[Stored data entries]
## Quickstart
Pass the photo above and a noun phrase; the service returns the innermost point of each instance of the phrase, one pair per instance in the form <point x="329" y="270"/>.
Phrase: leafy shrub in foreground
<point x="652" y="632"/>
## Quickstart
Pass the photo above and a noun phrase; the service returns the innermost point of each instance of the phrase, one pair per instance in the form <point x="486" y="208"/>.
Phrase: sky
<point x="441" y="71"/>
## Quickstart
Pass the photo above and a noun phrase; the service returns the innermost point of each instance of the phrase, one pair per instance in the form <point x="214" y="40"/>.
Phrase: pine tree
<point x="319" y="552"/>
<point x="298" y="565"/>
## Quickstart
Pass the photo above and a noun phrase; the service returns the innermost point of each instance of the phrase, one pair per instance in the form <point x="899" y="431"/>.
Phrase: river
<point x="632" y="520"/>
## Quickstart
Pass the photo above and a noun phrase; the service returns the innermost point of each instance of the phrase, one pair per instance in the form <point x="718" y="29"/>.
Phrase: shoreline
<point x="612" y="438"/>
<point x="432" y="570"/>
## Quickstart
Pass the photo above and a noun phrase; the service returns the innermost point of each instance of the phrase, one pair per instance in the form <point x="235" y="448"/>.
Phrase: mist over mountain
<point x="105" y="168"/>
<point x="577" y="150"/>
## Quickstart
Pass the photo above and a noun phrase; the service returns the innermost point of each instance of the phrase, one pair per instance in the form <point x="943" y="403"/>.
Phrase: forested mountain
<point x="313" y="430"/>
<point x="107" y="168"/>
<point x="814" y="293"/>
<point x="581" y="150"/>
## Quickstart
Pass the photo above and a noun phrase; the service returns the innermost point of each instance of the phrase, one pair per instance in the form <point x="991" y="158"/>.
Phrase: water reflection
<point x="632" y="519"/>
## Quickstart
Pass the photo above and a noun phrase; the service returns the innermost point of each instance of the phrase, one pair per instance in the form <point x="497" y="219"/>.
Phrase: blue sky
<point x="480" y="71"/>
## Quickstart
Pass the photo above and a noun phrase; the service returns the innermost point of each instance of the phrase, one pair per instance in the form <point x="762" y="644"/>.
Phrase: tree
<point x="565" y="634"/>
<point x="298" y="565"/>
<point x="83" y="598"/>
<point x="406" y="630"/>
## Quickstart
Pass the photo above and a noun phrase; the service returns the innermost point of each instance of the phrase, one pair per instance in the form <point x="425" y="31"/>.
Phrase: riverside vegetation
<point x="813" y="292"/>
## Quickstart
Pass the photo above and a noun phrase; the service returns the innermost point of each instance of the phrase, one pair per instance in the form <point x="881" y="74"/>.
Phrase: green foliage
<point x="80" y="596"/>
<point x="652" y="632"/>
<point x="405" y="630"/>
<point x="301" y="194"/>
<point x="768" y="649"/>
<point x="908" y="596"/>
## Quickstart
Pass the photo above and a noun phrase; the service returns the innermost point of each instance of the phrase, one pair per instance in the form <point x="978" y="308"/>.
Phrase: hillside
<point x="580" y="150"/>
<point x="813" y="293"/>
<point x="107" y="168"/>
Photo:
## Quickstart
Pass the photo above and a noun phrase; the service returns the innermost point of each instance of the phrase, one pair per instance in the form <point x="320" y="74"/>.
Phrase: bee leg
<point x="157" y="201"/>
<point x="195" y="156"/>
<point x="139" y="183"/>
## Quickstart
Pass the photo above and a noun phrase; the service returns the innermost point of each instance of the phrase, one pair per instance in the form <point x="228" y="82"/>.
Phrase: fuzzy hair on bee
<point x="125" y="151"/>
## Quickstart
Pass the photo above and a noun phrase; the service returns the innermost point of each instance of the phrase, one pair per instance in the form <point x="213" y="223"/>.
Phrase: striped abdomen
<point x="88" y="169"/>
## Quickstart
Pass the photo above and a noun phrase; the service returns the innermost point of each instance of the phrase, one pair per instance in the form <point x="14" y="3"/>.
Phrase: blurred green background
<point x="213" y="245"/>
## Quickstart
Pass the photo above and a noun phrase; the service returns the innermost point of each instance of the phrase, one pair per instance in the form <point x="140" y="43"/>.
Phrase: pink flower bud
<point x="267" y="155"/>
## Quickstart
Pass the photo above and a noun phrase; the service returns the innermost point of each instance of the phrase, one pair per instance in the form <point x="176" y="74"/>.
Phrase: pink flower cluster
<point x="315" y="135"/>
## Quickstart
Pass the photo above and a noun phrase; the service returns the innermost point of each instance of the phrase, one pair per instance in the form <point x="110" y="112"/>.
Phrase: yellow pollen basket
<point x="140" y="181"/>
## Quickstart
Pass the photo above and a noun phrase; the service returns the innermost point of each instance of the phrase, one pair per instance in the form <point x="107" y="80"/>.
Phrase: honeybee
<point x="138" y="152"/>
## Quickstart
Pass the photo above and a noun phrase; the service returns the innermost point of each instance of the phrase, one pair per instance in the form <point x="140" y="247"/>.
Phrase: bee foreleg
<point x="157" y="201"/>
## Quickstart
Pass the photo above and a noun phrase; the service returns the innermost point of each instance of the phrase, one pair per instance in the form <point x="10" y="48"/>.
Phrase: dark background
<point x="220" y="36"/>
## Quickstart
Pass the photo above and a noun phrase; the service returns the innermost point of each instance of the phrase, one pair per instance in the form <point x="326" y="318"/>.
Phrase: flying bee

(Problem details): Repeat, without change, each line of the data above from the one that contains "Phrase: bee foreleg" through the final line, counting both.

(Output):
Phrase: bee foreleg
<point x="157" y="201"/>
## Quickstart
Pass the photo above and a noun phrase; the service returns the innermost point of each instance of the phrase, one pair per instance in the form <point x="10" y="48"/>.
Phrase: dark background
<point x="220" y="36"/>
## Quickstart
Pass the photo above and a noun phrase; the service returns the innermost point of each instance of the phrase, one pair per instance in the form <point x="326" y="318"/>.
Phrase: flying bee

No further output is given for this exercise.